What this task involves: Verbatim output of all the material below is required.

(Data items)
====

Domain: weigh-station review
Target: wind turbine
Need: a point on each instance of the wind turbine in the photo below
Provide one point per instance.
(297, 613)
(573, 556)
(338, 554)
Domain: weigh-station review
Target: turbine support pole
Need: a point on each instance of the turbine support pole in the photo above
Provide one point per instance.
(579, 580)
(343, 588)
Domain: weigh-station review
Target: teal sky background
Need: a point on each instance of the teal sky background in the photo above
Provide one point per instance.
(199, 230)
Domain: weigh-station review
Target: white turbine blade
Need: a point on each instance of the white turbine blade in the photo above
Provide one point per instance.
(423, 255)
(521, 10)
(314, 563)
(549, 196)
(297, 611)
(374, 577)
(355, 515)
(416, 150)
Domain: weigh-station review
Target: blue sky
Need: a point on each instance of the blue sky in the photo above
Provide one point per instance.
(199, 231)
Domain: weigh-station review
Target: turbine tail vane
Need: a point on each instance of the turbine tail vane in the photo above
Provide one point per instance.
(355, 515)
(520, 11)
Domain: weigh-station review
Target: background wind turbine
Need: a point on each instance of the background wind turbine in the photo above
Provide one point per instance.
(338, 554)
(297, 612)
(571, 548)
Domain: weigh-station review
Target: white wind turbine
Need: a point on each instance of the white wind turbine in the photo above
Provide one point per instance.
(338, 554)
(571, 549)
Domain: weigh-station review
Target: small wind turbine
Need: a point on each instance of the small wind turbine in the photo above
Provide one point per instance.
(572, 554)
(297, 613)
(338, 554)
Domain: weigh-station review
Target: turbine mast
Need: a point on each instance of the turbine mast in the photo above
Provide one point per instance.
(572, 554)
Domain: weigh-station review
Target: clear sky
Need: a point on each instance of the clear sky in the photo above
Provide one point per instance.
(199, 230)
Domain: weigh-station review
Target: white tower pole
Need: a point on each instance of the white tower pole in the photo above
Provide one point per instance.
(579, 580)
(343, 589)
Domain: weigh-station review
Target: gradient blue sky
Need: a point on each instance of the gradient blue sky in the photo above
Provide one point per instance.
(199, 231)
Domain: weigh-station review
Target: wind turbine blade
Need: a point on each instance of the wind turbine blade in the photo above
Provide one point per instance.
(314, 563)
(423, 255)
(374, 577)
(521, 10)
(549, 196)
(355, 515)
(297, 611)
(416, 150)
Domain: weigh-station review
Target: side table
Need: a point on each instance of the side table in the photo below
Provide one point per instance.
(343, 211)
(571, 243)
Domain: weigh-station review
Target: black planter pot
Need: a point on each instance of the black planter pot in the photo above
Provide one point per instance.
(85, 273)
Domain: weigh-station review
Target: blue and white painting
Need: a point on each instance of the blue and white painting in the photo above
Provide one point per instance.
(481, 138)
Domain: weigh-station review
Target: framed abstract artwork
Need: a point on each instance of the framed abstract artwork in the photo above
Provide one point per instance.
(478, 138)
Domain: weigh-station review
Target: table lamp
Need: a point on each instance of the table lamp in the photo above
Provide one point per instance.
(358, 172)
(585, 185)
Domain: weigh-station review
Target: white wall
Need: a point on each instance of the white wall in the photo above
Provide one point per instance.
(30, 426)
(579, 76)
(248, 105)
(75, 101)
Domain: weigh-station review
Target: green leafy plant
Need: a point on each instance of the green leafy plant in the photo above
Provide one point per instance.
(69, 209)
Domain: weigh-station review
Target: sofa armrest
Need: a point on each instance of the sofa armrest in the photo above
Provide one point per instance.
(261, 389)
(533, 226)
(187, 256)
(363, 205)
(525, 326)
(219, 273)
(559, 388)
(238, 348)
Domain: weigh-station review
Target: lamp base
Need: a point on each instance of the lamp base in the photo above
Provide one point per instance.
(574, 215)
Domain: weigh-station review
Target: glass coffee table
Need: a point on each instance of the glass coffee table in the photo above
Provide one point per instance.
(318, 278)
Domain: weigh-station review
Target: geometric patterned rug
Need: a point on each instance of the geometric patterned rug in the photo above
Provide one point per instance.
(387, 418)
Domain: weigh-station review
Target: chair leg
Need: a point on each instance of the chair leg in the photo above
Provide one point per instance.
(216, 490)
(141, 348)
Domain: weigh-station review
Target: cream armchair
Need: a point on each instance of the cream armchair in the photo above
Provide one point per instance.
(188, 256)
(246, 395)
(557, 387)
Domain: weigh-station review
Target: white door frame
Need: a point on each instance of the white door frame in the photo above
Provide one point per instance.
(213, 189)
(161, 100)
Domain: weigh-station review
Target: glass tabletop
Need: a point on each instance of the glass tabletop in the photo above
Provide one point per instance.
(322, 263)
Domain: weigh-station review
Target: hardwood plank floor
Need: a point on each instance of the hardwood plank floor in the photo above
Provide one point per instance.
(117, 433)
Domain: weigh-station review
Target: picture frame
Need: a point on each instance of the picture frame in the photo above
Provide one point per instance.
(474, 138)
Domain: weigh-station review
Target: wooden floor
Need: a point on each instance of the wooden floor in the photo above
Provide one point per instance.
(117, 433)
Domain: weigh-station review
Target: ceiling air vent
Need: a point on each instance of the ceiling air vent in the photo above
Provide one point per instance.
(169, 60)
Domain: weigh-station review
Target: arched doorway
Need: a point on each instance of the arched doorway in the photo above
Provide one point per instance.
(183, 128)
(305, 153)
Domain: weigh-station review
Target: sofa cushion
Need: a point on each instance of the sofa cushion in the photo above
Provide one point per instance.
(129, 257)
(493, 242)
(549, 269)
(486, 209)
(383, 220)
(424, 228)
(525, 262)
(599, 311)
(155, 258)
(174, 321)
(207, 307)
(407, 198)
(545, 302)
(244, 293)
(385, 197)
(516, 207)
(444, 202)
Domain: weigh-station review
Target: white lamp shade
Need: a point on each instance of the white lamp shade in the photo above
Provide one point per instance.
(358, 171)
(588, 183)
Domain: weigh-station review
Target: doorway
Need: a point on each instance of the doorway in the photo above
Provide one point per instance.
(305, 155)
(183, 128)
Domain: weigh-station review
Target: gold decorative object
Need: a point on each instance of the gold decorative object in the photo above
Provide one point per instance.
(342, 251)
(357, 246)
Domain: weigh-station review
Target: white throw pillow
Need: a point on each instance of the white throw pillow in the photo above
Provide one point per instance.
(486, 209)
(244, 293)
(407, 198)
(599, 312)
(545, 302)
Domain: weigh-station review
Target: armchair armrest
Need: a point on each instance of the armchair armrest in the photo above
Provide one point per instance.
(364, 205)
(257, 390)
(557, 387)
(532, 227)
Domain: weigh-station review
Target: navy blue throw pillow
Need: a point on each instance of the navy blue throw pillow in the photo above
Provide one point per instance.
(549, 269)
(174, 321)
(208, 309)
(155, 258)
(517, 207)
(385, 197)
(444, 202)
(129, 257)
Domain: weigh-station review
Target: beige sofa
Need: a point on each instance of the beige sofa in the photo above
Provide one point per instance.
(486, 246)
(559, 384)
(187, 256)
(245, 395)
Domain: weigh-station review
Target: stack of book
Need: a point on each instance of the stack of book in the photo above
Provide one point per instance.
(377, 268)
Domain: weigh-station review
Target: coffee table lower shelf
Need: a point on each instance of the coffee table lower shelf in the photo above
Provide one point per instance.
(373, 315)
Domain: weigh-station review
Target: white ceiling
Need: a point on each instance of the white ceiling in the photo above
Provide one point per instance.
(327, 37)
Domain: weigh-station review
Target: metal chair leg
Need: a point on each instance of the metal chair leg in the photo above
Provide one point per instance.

====

Solution for this task:
Domain: weigh-station review
Target: wind turbine
Need: a point on each instance of the wind turbine in the photo below
Provide one point per instance.
(297, 613)
(573, 556)
(338, 554)
Domain: weigh-station review
Target: turbine support pole
Need: a point on each instance of the turbine support pole in the photo above
Provide one point per instance.
(579, 580)
(343, 588)
Domain: weigh-station review
Target: teal sky background
Need: a point on each instance of the teal sky background in the photo above
Provide one point per instance.
(199, 230)
Domain: weigh-station review
Target: white turbine blade
Need: a point on each instance of the white turbine blade in the photo above
Provide one point per instance.
(423, 255)
(521, 10)
(314, 563)
(549, 196)
(297, 611)
(374, 577)
(355, 515)
(416, 150)
Domain: weigh-station review
Target: blue sky
Need: a point on each instance of the blue sky in the photo above
Provide one point per instance.
(199, 231)
Domain: weigh-station review
Target: turbine tail vane
Need: a point on each instance of the turbine tail vane in the photo above
Provide one point per instance.
(355, 515)
(520, 11)
Domain: weigh-station review
Target: background wind turbine
Need: a point on each instance of the background wind turbine in the photo above
Provide one point per instance.
(338, 554)
(297, 612)
(571, 548)
Domain: weigh-station review
Target: white wind turbine
Need: a point on each instance of the white wind turbine in the photo above
Provide one point per instance.
(338, 554)
(571, 549)
Domain: weigh-station review
Target: small wind turbine
Need: a point on each instance of the small wind turbine in the photo above
Provide one point per instance.
(572, 554)
(297, 613)
(338, 554)
Domain: weigh-station review
Target: turbine mast
Need: a point on each instance of the turbine mast in the photo above
Provide one point per instance.
(572, 554)
Domain: weigh-station review
Target: clear sky
Need: a point on each instance of the clear sky in the photo above
Provide one point per instance.
(199, 230)
Domain: weigh-station review
Target: white tower pole
Need: a point on each instance of the white tower pole in the photo above
Provide one point per instance.
(579, 580)
(343, 589)
Domain: weigh-station review
Target: gradient blue sky
Need: a point on each instance of the gradient blue sky in the photo above
Provide one point per instance.
(199, 231)
Domain: weigh-station review
Target: wind turbine blade
Need: a point on each instance of the wind turbine blade in the photo above
Provide one point per instance.
(314, 563)
(423, 255)
(374, 577)
(521, 10)
(549, 196)
(355, 515)
(297, 611)
(416, 150)
Domain: weigh-station review
Target: side table
Need: a point on each instance of the side table in the photo below
Provide one point per instance.
(343, 211)
(571, 243)
Domain: weigh-station review
Target: black planter pot
Need: a point on each instance of the black planter pot in the photo above
Provide one point per instance.
(85, 273)
Domain: weigh-station review
Target: blue and white painting
Need: a point on each instance of the blue and white painting in the photo above
Provide one point per instance.
(481, 138)
Domain: weigh-station review
Target: framed abstract artwork
Need: a point on each instance of the framed abstract artwork in the photo above
Provide one point per instance.
(478, 138)
Domain: weigh-station review
Target: table lamp
Need: a point on each instance of the table lamp in the photo above
Provide one point per instance.
(358, 172)
(585, 185)
Domain: weigh-station review
Target: white wall
Need: a point on each instance of the white wall in the photo above
Provide one point per instance.
(30, 426)
(579, 76)
(248, 105)
(75, 101)
Domain: weigh-station review
Target: green leafy plant
Need: a point on each instance of the green leafy plant in the photo above
Provide one point per instance.
(69, 209)
Domain: weigh-station review
Target: sofa armrest
Need: a point on each instance of the sofa armrest in the photo above
Provide one point per instance.
(261, 389)
(533, 226)
(187, 256)
(363, 205)
(525, 326)
(219, 273)
(559, 388)
(238, 348)
Domain: weigh-station review
Target: lamp base
Need: a point on each instance of the lamp base in the photo above
Provide one point per instance.
(574, 215)
Domain: weigh-station review
Target: glass coffee table
Need: a point on each instance of the glass coffee table in the photo above
Provide one point per instance.
(318, 278)
Domain: weigh-station review
Target: geometric patterned rug
Need: a point on each instance of the geometric patterned rug in the photo above
Provide one point per instance.
(387, 418)
Domain: weigh-station review
Target: chair leg
Need: a point on each instance of the chair leg in the photo above
Provide one point per instance.
(216, 490)
(141, 348)
Domain: weigh-station review
Target: cream armchair
Need: a point on each instance of the cream armchair in the photo above
Provide one point per instance.
(188, 256)
(246, 395)
(557, 387)
Domain: weigh-station review
Target: white door frame
Need: a point on each instance of the white door frame in the photo above
Provide one point per instance.
(213, 189)
(161, 100)
Domain: weigh-station review
Target: glass tabletop
Need: a point on each instance of the glass tabletop in the photo above
Provide one point per instance.
(322, 263)
Domain: weigh-station review
Target: hardwood plank floor
Need: a point on each instance of the hardwood plank floor in the photo above
Provide one point per instance.
(117, 433)
Domain: weigh-station review
Target: picture frame
Need: a point on each instance of the picture frame in the photo above
Provide one point per instance.
(474, 138)
Domain: weigh-station review
Target: wooden floor
Need: a point on each instance of the wooden floor in the photo above
Provide one point per instance.
(117, 433)
Domain: weigh-station review
Target: ceiling air vent
Need: a point on each instance of the ceiling air vent in the photo above
Provide one point per instance.
(169, 60)
Domain: weigh-station review
Target: arched doorway
Need: a point on each instance of the arched doorway in the photo above
Provide one point per instance.
(183, 128)
(305, 153)
Domain: weigh-station review
Target: sofa cushion
Need: a point on each instance of the sofa cushion in the photo above
Provide one point per instance.
(129, 257)
(493, 242)
(549, 269)
(486, 209)
(383, 220)
(424, 228)
(525, 262)
(599, 311)
(155, 258)
(174, 321)
(207, 307)
(407, 198)
(545, 302)
(244, 293)
(385, 197)
(516, 207)
(444, 202)
Domain: weigh-station review
Target: white lamp shade
Need: a point on each instance of the white lamp shade in the photo above
Provide one point per instance.
(358, 171)
(588, 183)
Domain: weigh-station review
Target: doorway
Need: a point on each instance of the doorway in the photo above
Provide one point per instance.
(305, 155)
(183, 128)
Domain: weigh-station review
Target: gold decorative object
Need: a point on each instance of the gold decorative object in the photo above
Provide one point per instance.
(342, 251)
(357, 246)
Domain: weigh-station review
Target: white throw pillow
Need: a point on each instance of the white throw pillow in the photo above
Provide one point per instance.
(486, 209)
(244, 293)
(407, 198)
(599, 312)
(545, 302)
Domain: weigh-station review
Target: armchair armrest
Need: a point on each instance of the armchair armrest in the photo above
Provide one point per instance.
(364, 205)
(257, 390)
(557, 387)
(532, 227)
Domain: weigh-station review
Target: navy blue throw pillow
Need: a point on each instance of the navy blue throw pillow in the photo above
Provide one point per instance.
(549, 269)
(174, 321)
(208, 309)
(155, 258)
(517, 207)
(385, 197)
(444, 202)
(129, 257)
Domain: weigh-station review
Target: beige sofa
Need: a point on each instance of the beige sofa in the photo above
Provide one point per instance.
(486, 246)
(559, 384)
(187, 256)
(245, 395)
Domain: weigh-station review
Target: stack of book
Need: a point on each instance of the stack of book in the photo above
Provide one point per instance.
(377, 268)
Domain: weigh-station review
Target: coffee table lower shelf
Need: a point on each instance of the coffee table lower shelf in the photo above
Provide one point per instance.
(373, 315)
Domain: weigh-station review
Target: white ceiling
Need: a point on each instance of the white ceiling in the photo above
Provide one point per instance.
(327, 37)
Domain: weigh-station review
Target: metal chair leg
Need: a point on each instance of the metal chair leg in the photo above
Provide one point per instance.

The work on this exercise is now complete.